** Your objective **
List every law or legal provision named in the passage about the Alangulam case.

** Source passage **
Alangulam is a village of dilapidated old homes, located down a road that branches off the four-lane Tirunelveli-Nagercoil road. The lush Western Ghats hang over the horizon.

The 60-year-old lives alone in her single-room thatched house, which is located a little distance from the others. Her husband died long ago, while her son lives in Tirunelveli town with his family. Only a few homes have power in the village, and hers is not one of them.

On April 24 night, Durai allegedly entered through the backdoor. “The door is nothing but a tin sheet propped up against the opening,” she says.

“For the first few minutes, I was too dazed to know what was happening. When he began beating me, I tried to resist. I remember grabbing his cellphone and throwing it away. I also bit his hand hard,” she says. “Then he threw me outside the house and stripped me.”

She claims Durai raped her over the next half an hour, before throwing her on some thorny bushes nearby and shouting, “Why are you not dead yet?” As he walked away to a bike parked nearby, the 60-year-old claims, Durai declared he was from Singikulam, a village dominated by upper castes.

She somehow dragged herself to a house in the neighbourhood, she says, and lay there in a pool of blood till morning.

Her son, a 30-year-old coolie worker, says he rushed home as soon as the neighbours called. It was he who found Durai’s phone inside their home. “There were only three numbers saved in it. I dialled the first one,” he says. According to him, the person who received the call identified himself as “the inspector” and asked: “Where are the sand lorries? Where are they? Not coming today?”

They believe the person at the other end was Mohammad Iqbal, the Special Sub-Inspector at the Muneerpallam police station, whom they would approach soon after to get their rape complaint registered.

The son says when they went to the police station, Iqbal registered the case under the Tamil Nadu Protection of Women Harassment Act instead of the SC/ST Prevention of Atrocities Act, 1989. The SC/ST Act provides for enhanced punishment for atrocities committed on SCs, STs.

“Iqbal also refused to give a receipt of the complaint and said I may be lying. ‘Who will rape you at this age?’ one officer asked me. When we handed over the evidence (the phone), Iqbal said he knew the accused and asked us to settle the matter. When we refused, he alleged I must have stolen the phone,” the woman says.

The 60-year-old spent the next four days at Tirunelveli general hospital. According to her, “The nurses too refused to believe I was raped. They ridiculed me, although I stood there bleeding till someone helped us get admission.”

After medical reports confirmed rape, a minor alteration was made in the case category and it was filed as an unnatural offence under Section 377 of the IPC.

(Items from a dataset)
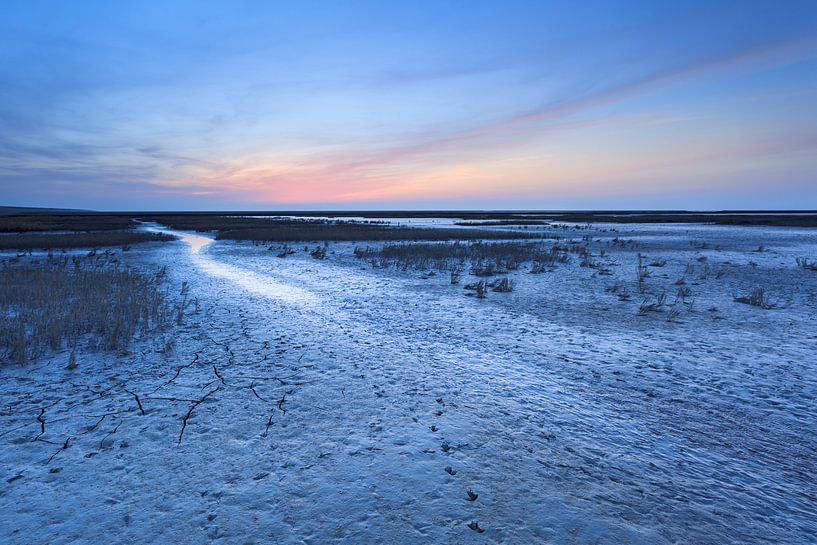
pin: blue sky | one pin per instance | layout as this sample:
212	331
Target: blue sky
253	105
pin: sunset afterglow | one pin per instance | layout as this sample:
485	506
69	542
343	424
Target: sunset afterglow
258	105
==
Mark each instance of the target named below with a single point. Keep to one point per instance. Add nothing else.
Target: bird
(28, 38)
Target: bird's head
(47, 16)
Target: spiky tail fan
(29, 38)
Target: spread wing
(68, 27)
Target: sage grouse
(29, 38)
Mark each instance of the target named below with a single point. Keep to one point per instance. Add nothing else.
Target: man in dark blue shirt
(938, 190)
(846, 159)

** Reply to the task **
- Tamil Nadu Protection of Women Harassment Act
- SC/ST Prevention of Atrocities Act, 1989
- Section 377 of the IPC